▶ **INSTRUCTION**
Copy the rows below word for word, leaving out the pictures.

* Begin DATA IN THIS EXERCISE *

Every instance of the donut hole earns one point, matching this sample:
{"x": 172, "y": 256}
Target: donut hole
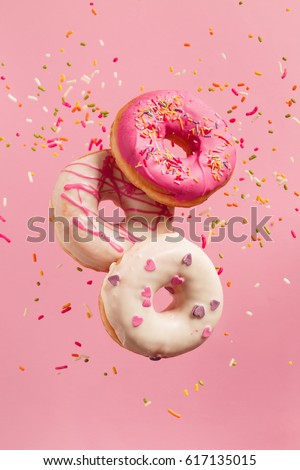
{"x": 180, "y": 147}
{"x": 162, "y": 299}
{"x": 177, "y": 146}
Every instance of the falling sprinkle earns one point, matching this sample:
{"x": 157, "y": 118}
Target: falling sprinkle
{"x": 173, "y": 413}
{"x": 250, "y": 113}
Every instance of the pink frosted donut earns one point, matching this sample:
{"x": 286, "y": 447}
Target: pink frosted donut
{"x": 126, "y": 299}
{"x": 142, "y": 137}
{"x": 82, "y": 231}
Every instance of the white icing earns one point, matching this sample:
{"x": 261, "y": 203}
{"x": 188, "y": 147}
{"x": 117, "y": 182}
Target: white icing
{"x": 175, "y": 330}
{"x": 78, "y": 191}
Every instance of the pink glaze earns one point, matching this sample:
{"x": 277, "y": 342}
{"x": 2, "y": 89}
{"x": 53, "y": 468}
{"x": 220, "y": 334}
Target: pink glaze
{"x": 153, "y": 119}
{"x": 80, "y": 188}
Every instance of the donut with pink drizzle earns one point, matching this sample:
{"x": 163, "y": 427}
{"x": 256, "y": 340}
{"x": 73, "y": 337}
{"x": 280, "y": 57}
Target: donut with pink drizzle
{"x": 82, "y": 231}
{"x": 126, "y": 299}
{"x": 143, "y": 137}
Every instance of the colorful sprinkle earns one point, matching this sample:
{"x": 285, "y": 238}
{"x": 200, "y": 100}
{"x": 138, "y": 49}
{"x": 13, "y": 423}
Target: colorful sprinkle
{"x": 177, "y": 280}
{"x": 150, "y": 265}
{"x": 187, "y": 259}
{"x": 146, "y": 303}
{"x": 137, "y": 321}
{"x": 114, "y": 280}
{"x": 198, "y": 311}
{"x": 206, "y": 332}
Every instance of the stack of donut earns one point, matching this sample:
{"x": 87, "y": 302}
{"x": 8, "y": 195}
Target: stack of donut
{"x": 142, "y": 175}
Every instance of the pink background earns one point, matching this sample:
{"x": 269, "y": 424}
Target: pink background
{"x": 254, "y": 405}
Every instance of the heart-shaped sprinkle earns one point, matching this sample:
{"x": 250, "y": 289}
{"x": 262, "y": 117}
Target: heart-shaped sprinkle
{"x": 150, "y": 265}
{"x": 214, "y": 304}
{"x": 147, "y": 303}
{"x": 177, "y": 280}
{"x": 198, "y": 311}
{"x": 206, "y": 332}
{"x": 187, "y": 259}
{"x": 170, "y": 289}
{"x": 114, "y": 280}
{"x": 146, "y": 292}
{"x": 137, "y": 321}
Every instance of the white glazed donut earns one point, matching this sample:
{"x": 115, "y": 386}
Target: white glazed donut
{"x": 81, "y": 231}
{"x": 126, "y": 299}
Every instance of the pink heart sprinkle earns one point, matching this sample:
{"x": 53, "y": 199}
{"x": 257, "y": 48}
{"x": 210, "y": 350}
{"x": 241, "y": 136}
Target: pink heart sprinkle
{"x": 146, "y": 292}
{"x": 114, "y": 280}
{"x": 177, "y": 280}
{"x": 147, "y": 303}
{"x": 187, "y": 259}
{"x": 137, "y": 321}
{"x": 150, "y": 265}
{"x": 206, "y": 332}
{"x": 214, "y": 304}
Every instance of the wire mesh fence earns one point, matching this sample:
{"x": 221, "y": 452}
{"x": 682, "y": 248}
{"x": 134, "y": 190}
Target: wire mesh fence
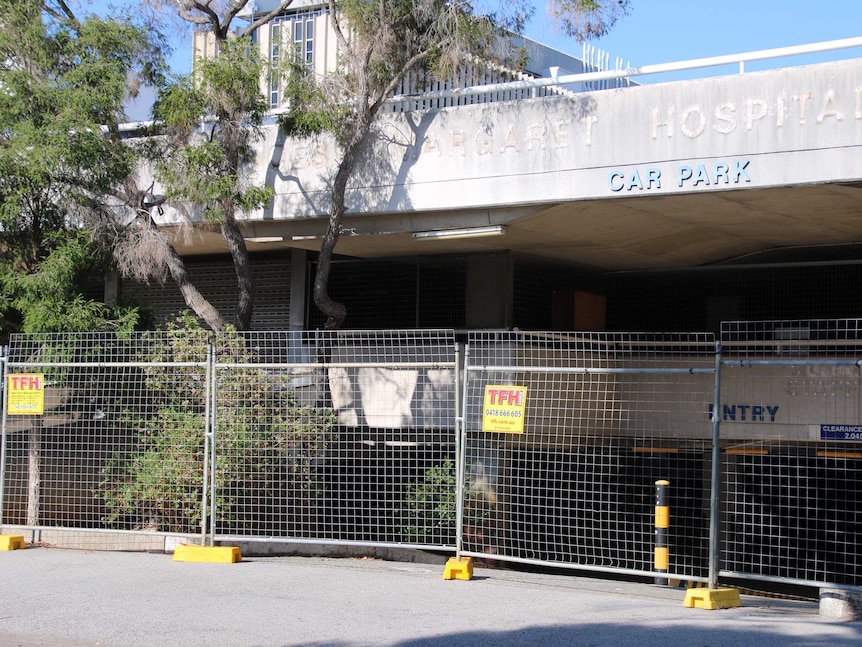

* End DATA IN THIS EXERCISE *

▶ **THE RESPONSE**
Every instance of the donut hole earns one point, matching this sample:
{"x": 172, "y": 256}
Target: donut hole
{"x": 180, "y": 147}
{"x": 162, "y": 299}
{"x": 177, "y": 146}
Every instance of the falling sprinkle earns one point, matching this sample:
{"x": 157, "y": 118}
Target: falling sprinkle
{"x": 173, "y": 413}
{"x": 250, "y": 113}
Every instance of the pink frosted donut earns one point, matching this sample:
{"x": 286, "y": 447}
Target: pink frosted donut
{"x": 126, "y": 299}
{"x": 142, "y": 137}
{"x": 82, "y": 231}
Every instance of the white icing earns one point, matching this sample:
{"x": 261, "y": 203}
{"x": 188, "y": 147}
{"x": 117, "y": 182}
Target: white icing
{"x": 175, "y": 330}
{"x": 78, "y": 191}
Every instance of the pink glaze earns one point, matching this sample:
{"x": 277, "y": 342}
{"x": 2, "y": 89}
{"x": 53, "y": 468}
{"x": 220, "y": 334}
Target: pink glaze
{"x": 153, "y": 119}
{"x": 80, "y": 188}
Every instance of the donut with pink drizzle earns one point, matching this sample:
{"x": 163, "y": 427}
{"x": 256, "y": 340}
{"x": 73, "y": 337}
{"x": 280, "y": 57}
Target: donut with pink drizzle
{"x": 82, "y": 231}
{"x": 126, "y": 299}
{"x": 143, "y": 137}
Every instance of the colorful sprinkle earns one point, matching this sample:
{"x": 285, "y": 238}
{"x": 200, "y": 100}
{"x": 138, "y": 49}
{"x": 13, "y": 423}
Target: colorful sprinkle
{"x": 177, "y": 280}
{"x": 150, "y": 265}
{"x": 187, "y": 259}
{"x": 146, "y": 303}
{"x": 137, "y": 321}
{"x": 114, "y": 280}
{"x": 198, "y": 311}
{"x": 206, "y": 332}
Every instance of the stack of donut earns one point, matching this sample:
{"x": 87, "y": 302}
{"x": 8, "y": 195}
Target: stack of donut
{"x": 142, "y": 175}
Every instance of the pink background earns one point, matching this sample:
{"x": 269, "y": 424}
Target: pink background
{"x": 254, "y": 405}
Every instance of the heart-shaped sprinkle earns one point, matching this sample:
{"x": 250, "y": 289}
{"x": 262, "y": 117}
Target: heart-shaped sprinkle
{"x": 150, "y": 265}
{"x": 214, "y": 304}
{"x": 147, "y": 303}
{"x": 177, "y": 280}
{"x": 198, "y": 311}
{"x": 206, "y": 332}
{"x": 187, "y": 259}
{"x": 170, "y": 289}
{"x": 114, "y": 280}
{"x": 146, "y": 292}
{"x": 137, "y": 321}
Every instance of the white glazed donut earns one point, matching this sample:
{"x": 115, "y": 386}
Target: white glazed donut
{"x": 81, "y": 231}
{"x": 126, "y": 299}
Every instance of the pink heart sprinkle earns one point, matching this sample:
{"x": 53, "y": 199}
{"x": 257, "y": 48}
{"x": 210, "y": 350}
{"x": 241, "y": 136}
Target: pink heart sprinkle
{"x": 146, "y": 292}
{"x": 114, "y": 280}
{"x": 177, "y": 280}
{"x": 147, "y": 303}
{"x": 187, "y": 259}
{"x": 137, "y": 321}
{"x": 150, "y": 265}
{"x": 206, "y": 332}
{"x": 214, "y": 304}
Every instance of the wire mesh fence earns one point, matching this sample:
{"x": 221, "y": 452}
{"x": 682, "y": 248}
{"x": 134, "y": 190}
Target: wire mesh fence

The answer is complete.